__Description of the task__. Beginning with the first line, return the material verbatim and without pictures.

__Records shown__.
┏━━
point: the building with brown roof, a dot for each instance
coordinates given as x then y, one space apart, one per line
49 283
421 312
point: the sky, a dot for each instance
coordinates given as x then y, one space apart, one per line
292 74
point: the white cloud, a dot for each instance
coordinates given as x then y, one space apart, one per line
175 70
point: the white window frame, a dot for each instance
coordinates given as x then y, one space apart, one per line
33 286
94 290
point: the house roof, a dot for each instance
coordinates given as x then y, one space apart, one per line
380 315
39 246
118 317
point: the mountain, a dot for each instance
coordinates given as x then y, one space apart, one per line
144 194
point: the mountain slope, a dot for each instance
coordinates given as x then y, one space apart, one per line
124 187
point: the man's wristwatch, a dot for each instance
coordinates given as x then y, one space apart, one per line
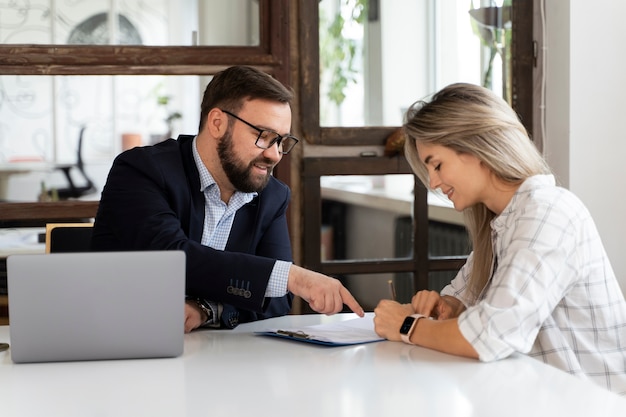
┗━━
__Task answer__.
point: the building with brown roof, a dot for each instance
coordinates given as x then y, one space apart, one per line
49 283
421 312
point: the sky, a dot for each instance
coordinates given as x then y, one space apart, one per line
292 74
point: the white cloud, a dot for each instance
coordinates given as x then y, one space apart, one per line
175 70
point: the white window frame, a dot for each instance
coordinates given as x then y, one space apart, one per line
33 286
94 290
point: the house roof, a dot for each instance
coordinates given as x then y, one space apart, one per line
380 315
39 246
118 317
point: the mountain, a dot for each instance
coordinates given as x then y, one space apart, one per line
144 194
point: the mountain slope, a dot for each instance
coordinates given as x then y, one space apart, one per line
124 187
point: the man's wristwatch, a dot for each instance
coordinates given as x then y, one space apart, one per line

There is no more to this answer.